### [Stated problem]
In the entries below, find the line containing "Tag the carved". Copy it and all lines after it, exactly, through the end.

### [Position annotation records]
START

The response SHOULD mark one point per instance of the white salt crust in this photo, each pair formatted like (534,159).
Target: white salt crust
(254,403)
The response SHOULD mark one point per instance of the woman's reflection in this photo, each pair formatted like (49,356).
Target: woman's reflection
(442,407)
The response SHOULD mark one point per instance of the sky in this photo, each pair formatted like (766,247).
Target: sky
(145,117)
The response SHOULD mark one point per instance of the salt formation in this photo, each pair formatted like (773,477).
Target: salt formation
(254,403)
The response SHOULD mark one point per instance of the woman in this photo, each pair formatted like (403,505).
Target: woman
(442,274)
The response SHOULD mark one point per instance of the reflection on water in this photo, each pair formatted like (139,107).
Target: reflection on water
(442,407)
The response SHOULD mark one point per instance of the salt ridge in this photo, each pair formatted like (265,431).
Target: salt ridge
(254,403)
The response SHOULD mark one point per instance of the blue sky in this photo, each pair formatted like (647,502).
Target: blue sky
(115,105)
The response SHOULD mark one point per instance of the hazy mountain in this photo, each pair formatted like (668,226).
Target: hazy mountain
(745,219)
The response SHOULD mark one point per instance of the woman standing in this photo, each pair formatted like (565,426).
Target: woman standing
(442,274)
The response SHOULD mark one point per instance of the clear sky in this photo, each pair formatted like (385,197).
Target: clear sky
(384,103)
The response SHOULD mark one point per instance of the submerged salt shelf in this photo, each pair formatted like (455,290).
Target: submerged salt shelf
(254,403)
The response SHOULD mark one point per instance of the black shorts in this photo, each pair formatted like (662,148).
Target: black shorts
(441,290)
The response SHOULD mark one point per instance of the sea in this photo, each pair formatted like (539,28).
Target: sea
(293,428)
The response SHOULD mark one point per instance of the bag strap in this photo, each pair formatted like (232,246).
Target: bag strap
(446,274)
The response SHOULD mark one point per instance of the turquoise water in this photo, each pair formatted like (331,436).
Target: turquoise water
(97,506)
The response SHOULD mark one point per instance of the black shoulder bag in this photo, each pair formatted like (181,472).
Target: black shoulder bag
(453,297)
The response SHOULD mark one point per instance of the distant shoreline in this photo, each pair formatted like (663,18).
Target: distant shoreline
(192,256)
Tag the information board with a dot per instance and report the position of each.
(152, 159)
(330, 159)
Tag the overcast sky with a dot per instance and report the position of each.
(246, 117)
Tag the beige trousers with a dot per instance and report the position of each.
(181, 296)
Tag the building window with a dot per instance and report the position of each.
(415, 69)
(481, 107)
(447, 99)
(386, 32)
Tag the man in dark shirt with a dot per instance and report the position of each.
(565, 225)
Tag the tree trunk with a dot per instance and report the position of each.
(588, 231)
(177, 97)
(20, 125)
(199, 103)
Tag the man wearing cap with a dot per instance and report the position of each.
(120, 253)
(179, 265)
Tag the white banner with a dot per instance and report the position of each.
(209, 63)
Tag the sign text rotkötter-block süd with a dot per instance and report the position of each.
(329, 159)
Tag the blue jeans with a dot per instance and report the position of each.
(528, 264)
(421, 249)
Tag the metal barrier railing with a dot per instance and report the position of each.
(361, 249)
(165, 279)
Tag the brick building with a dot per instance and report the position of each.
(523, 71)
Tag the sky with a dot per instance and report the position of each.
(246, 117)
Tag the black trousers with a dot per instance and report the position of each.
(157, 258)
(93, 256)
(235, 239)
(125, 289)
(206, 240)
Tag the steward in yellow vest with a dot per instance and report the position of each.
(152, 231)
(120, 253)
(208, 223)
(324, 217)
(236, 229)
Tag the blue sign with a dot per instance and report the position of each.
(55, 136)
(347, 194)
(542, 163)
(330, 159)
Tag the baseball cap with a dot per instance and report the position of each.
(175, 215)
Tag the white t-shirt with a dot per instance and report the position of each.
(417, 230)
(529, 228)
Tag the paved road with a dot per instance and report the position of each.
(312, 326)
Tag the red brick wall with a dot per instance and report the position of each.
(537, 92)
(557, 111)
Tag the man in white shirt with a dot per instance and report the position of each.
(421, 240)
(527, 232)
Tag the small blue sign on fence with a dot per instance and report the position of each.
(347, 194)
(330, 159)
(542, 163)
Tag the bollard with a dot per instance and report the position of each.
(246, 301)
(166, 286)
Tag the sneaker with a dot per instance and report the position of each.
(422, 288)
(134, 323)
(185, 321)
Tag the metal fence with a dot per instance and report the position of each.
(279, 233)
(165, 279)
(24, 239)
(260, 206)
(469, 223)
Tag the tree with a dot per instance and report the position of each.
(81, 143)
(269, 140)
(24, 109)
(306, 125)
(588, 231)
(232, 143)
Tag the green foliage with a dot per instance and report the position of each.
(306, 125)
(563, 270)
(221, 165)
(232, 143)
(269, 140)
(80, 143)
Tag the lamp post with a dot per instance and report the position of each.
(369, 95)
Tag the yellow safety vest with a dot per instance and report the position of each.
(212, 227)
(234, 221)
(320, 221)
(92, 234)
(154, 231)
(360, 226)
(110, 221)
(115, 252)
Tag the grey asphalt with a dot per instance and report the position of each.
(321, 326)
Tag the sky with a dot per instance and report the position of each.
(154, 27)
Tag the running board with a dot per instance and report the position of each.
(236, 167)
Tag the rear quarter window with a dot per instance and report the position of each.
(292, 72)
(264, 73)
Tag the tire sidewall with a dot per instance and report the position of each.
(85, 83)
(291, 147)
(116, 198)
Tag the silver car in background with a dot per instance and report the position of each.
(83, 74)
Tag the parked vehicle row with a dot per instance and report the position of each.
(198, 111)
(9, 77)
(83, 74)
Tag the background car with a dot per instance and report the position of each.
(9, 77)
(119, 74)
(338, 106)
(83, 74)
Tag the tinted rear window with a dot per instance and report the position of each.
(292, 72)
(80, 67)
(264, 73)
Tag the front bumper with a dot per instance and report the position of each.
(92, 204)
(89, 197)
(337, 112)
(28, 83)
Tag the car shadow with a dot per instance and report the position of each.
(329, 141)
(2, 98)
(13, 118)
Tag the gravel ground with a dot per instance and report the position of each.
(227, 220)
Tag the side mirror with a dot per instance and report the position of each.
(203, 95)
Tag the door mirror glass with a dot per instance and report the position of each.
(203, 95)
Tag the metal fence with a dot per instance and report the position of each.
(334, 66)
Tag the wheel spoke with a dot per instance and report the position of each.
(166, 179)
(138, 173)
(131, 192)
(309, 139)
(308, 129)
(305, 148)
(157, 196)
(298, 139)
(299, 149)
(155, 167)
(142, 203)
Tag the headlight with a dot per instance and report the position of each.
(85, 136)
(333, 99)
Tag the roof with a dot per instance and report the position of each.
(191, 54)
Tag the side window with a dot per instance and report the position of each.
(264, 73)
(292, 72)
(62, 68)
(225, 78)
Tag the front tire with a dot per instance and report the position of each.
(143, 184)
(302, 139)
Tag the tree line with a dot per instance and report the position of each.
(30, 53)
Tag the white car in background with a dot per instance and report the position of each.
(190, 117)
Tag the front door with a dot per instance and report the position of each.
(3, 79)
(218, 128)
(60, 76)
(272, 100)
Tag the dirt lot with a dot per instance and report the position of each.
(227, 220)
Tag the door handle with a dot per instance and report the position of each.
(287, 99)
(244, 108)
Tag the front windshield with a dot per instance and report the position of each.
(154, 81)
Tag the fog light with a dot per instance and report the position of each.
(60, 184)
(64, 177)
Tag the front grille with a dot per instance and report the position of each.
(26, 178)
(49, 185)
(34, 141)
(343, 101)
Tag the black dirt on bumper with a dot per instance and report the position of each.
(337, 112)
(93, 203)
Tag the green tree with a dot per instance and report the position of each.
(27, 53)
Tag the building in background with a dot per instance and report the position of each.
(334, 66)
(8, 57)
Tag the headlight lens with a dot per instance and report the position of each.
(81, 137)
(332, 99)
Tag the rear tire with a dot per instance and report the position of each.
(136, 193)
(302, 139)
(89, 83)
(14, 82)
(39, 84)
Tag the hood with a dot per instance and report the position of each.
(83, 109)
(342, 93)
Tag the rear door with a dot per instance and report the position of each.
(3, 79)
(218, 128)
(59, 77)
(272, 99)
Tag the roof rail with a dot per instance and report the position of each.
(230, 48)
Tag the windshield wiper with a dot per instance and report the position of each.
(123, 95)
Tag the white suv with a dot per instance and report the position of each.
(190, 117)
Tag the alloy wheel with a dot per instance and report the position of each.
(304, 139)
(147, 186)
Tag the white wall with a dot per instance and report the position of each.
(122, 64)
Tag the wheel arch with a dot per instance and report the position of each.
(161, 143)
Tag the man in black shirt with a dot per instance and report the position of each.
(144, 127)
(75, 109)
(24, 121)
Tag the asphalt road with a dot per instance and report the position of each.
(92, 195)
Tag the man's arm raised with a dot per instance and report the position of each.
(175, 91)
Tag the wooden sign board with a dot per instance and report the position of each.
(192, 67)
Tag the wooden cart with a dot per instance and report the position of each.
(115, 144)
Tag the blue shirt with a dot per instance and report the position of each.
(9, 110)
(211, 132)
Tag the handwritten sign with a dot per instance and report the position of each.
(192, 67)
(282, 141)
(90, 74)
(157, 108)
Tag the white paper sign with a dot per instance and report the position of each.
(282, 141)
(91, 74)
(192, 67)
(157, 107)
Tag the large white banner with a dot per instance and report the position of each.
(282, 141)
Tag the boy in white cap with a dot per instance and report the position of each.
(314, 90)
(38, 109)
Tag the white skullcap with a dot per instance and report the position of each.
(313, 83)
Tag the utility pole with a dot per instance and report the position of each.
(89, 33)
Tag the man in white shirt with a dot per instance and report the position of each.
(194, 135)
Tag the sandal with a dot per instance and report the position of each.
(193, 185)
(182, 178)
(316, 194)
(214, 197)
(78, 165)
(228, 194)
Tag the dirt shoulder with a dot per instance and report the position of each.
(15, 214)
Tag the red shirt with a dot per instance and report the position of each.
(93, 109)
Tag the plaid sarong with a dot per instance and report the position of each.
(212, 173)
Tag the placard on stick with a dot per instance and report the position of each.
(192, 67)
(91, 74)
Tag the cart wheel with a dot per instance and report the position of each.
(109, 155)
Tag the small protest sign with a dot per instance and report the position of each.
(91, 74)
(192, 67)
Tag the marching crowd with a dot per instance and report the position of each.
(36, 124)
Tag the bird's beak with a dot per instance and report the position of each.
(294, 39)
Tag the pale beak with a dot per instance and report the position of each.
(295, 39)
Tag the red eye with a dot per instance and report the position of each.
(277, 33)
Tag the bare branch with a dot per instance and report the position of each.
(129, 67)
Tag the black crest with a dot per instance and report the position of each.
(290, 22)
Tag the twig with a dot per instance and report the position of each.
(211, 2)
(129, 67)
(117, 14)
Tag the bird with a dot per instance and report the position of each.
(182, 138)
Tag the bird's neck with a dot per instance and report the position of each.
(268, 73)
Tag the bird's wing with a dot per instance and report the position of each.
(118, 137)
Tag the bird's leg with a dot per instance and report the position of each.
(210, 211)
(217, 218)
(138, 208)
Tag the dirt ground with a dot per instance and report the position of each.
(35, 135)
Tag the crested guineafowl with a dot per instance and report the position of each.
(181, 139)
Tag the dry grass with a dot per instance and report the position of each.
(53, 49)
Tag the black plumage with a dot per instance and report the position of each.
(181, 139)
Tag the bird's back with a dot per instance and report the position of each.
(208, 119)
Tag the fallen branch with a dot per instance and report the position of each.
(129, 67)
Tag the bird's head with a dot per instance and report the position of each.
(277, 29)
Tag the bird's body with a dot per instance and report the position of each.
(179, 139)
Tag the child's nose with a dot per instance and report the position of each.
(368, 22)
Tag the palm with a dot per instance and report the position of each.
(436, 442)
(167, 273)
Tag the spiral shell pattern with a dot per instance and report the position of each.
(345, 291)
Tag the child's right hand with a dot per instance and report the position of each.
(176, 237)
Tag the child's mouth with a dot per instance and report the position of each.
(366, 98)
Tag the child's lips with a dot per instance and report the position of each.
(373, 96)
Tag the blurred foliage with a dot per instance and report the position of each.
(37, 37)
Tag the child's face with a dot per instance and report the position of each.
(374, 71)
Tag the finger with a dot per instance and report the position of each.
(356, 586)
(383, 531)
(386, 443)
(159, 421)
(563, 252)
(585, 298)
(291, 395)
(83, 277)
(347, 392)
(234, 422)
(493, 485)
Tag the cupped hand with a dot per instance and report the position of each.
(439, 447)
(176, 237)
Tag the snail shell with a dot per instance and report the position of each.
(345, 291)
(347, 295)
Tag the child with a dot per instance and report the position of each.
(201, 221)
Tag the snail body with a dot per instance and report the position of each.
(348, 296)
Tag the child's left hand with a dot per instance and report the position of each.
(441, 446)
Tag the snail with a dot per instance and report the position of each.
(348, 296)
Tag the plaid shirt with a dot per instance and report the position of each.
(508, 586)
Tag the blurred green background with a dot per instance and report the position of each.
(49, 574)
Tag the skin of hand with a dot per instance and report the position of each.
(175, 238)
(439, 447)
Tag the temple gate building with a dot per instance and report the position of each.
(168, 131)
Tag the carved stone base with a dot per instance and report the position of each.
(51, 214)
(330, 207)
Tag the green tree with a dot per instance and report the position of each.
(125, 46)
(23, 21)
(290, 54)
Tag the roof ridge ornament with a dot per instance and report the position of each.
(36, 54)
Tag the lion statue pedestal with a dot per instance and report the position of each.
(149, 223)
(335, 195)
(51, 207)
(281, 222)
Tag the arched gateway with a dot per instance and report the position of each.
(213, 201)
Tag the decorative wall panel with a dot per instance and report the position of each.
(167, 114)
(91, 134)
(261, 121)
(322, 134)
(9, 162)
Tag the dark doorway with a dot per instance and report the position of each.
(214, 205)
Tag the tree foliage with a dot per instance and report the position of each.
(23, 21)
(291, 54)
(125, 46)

END

### [Answer to the problem]
Tag the carved stone base with a dot per instance and report the position of each.
(51, 214)
(330, 207)
Tag the green tree with a dot per instance and report the position of each.
(125, 46)
(23, 21)
(290, 54)
Tag the roof ridge ornament with a dot per instance and report the position of each.
(36, 54)
Tag the lion statue pedestal with a dot per instance and report the position of each.
(149, 223)
(335, 195)
(51, 207)
(281, 222)
Tag the arched gateway with a dot per instance and report the position of each.
(213, 201)
Tag the decorative wall panel with a dot per instance and report the position of each.
(167, 114)
(91, 134)
(261, 121)
(322, 134)
(9, 162)
Tag the dark doorway with a dot per instance and report the position of each.
(214, 205)
Tag the tree foliage with a dot per instance and report the position of each.
(23, 21)
(291, 54)
(125, 46)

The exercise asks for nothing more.